Saved entries
* start *
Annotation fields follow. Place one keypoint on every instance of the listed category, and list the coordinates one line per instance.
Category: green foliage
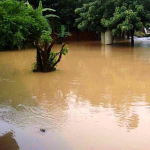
(45, 38)
(20, 23)
(63, 33)
(122, 16)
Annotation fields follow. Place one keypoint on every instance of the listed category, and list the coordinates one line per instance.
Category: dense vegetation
(118, 15)
(20, 24)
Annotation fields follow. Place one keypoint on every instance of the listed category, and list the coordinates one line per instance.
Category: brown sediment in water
(97, 99)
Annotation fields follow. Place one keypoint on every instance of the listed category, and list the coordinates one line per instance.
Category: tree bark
(132, 37)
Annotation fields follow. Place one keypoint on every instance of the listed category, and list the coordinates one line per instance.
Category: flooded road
(98, 99)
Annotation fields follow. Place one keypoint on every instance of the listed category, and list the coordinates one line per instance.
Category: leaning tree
(21, 24)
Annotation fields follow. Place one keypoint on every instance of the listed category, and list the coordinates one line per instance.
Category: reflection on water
(98, 97)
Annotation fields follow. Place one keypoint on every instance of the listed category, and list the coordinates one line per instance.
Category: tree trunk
(132, 37)
(39, 61)
(44, 57)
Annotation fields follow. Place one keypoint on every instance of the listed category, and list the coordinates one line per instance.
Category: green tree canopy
(19, 23)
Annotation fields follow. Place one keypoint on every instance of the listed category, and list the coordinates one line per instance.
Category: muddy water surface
(98, 99)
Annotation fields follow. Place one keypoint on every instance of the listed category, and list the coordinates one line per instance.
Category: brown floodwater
(98, 99)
* end *
**Aim of the task**
Using the material above, retype each entry exactly and omit the pictures.

**Completed task**
Annotation fields follow. Place one keypoint on every instance of the listed category, and list the coordinates one line per instance.
Category: green foliage
(45, 38)
(20, 23)
(63, 33)
(122, 16)
Annotation fields follow. Place one keypoint on every instance of the listed category, and list the coordinates one line per instance.
Category: dense vegetation
(118, 15)
(20, 24)
Annotation fields follow. Place one keypoint on every instance of the listed category, and list the coordinates one line per instance.
Category: brown sediment in water
(97, 99)
Annotation fields follow. Place one keypoint on every instance of the listed category, and list the coordinates one line per instance.
Category: tree bark
(132, 37)
Annotation fields follow. Place one keypoint on every instance of the listed category, and list the coordinates one line per instance.
Category: flooded road
(98, 99)
Annotation fields follow. Place one keypoint on every instance of the listed category, and list the coordinates one line per instance.
Category: leaning tree
(21, 24)
Annotation fields follow. Place one keypoint on every instance of the listed category, and list the coordinates one line per instance.
Category: reflection on water
(98, 97)
Annotation fields follow. Place one keypoint on every instance of the listed category, and list the coordinates one line per instance.
Category: tree trunk
(132, 37)
(39, 61)
(44, 57)
Annotation fields follow. Place one keypoint on every instance of the listed category, and list the coordinates one line per instance.
Category: green tree canopy
(19, 23)
Annotation fields follow. Place one keypoint on every instance of the listed category, and list the coordinates one line per instance.
Category: muddy water surface
(98, 99)
Annotation fields follow. Place one keypoint on every instance of the listed category, and list the coordinates one line per instance.
Category: brown floodwater
(98, 99)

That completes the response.